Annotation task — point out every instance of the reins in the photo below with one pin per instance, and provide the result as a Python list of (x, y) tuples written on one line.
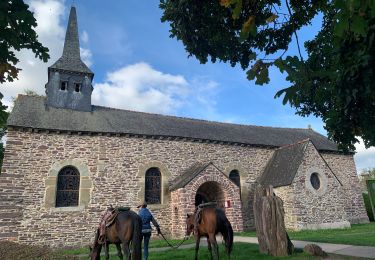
[(174, 246)]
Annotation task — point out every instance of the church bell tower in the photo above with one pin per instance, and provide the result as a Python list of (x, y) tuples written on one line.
[(69, 79)]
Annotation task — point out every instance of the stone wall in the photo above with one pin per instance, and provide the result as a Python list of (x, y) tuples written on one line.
[(309, 208), (344, 168), (114, 166), (183, 199)]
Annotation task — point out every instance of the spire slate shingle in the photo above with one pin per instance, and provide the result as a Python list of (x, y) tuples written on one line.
[(71, 58)]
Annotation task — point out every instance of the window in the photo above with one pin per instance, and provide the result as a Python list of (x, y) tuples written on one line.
[(67, 192), (64, 85), (153, 186), (234, 176), (315, 181), (77, 87)]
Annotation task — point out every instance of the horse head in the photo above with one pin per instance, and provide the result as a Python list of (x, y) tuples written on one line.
[(189, 224), (95, 248)]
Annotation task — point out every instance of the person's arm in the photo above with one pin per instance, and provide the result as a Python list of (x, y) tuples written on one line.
[(155, 223)]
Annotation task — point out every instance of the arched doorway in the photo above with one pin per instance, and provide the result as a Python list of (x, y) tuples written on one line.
[(210, 191)]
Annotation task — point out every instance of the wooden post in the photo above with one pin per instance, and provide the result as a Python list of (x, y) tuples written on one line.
[(269, 223)]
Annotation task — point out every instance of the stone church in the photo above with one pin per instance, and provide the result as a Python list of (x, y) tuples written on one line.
[(66, 160)]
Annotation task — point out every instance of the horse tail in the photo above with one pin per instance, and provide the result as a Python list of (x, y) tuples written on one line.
[(226, 230), (137, 238)]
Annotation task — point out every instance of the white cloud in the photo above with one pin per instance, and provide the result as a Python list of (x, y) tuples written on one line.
[(142, 88), (85, 37), (86, 56), (364, 158)]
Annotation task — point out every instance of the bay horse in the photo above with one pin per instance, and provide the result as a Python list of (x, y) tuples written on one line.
[(208, 223), (126, 228)]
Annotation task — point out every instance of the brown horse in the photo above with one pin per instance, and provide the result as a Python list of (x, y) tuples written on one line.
[(208, 223), (126, 228)]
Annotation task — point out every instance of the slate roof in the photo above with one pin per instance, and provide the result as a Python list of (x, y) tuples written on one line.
[(188, 175), (31, 112), (282, 167), (71, 58)]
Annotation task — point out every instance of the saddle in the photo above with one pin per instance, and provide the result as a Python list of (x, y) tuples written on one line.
[(107, 220)]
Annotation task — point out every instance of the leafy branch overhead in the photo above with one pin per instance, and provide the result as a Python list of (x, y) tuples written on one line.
[(17, 25), (335, 81)]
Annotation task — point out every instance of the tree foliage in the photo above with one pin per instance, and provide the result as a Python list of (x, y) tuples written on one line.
[(335, 82), (3, 120), (17, 25), (368, 173)]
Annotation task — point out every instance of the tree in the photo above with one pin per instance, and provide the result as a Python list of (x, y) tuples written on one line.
[(336, 82), (17, 32), (368, 173), (3, 120)]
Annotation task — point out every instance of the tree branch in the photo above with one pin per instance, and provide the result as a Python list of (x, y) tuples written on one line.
[(295, 33)]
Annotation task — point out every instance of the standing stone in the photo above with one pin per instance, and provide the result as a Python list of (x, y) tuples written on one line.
[(269, 223)]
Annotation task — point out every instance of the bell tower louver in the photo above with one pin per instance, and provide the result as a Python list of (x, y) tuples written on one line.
[(69, 79)]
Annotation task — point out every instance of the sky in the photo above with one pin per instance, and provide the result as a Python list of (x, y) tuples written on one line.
[(139, 67)]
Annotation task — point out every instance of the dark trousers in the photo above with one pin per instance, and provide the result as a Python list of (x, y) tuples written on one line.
[(146, 237)]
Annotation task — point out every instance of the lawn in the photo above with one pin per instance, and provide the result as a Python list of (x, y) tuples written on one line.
[(154, 243), (359, 234), (240, 251)]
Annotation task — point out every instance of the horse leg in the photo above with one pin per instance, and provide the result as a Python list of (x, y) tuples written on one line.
[(214, 244), (197, 241), (209, 247), (106, 250), (125, 246), (119, 252)]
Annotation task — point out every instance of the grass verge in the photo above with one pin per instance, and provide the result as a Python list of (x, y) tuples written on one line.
[(359, 234)]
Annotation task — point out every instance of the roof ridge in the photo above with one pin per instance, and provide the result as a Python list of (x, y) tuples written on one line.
[(292, 144), (188, 118)]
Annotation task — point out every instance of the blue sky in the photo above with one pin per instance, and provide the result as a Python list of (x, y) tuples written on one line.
[(138, 66)]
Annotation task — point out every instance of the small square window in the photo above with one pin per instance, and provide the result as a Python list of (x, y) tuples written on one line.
[(77, 87), (64, 85)]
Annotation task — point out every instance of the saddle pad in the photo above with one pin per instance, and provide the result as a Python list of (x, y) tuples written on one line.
[(123, 208), (207, 205)]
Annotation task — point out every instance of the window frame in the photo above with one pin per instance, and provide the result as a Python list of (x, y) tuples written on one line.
[(237, 177), (76, 177), (149, 190)]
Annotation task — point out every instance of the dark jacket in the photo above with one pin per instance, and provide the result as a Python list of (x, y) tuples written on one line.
[(147, 217)]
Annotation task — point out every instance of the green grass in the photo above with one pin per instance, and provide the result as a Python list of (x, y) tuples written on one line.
[(241, 251), (154, 243), (359, 234)]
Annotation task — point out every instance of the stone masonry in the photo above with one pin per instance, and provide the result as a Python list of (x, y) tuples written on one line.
[(112, 169)]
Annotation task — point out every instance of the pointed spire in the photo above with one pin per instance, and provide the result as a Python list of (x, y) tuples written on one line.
[(71, 45), (71, 58)]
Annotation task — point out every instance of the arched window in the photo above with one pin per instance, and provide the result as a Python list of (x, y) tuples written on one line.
[(67, 192), (234, 176), (153, 186)]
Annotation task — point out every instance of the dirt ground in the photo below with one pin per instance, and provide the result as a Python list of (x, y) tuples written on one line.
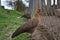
[(49, 29)]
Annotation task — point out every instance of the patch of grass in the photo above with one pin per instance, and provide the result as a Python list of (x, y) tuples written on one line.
[(10, 20)]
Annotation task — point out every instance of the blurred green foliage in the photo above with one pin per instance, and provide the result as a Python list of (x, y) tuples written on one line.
[(10, 20)]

### WHAT YOU NEED TO DO
Exactly those lines that run from the line holding "Annotation task — point out every instance of the arched window" to the end of the listing above, both included, are to be reproduced, with pictures left out.

### EXERCISE RESULT
Annotation task — point out every instance of the arched window in the photo above with one pin per instance, and provide the result as a Python list of (x, y) tuples written on one line.
[(67, 192), (234, 176), (153, 186)]
Annotation task — point out every instance of the dirt ground in the photo below with one pin per instance, and provide the result as a Python list of (x, y) tuples written on one line.
[(49, 29)]
Annotation task — point out every instance of the patch of grass in the photo above with one pin per instance, and provide the result as a Python list of (x, y) tuples written on one line.
[(10, 20)]
Annotation task — point out every instance of the blurred green foliage in the photo above with one pin per instance, and provide the result as a Python list of (x, y) tuples written on one line.
[(10, 20)]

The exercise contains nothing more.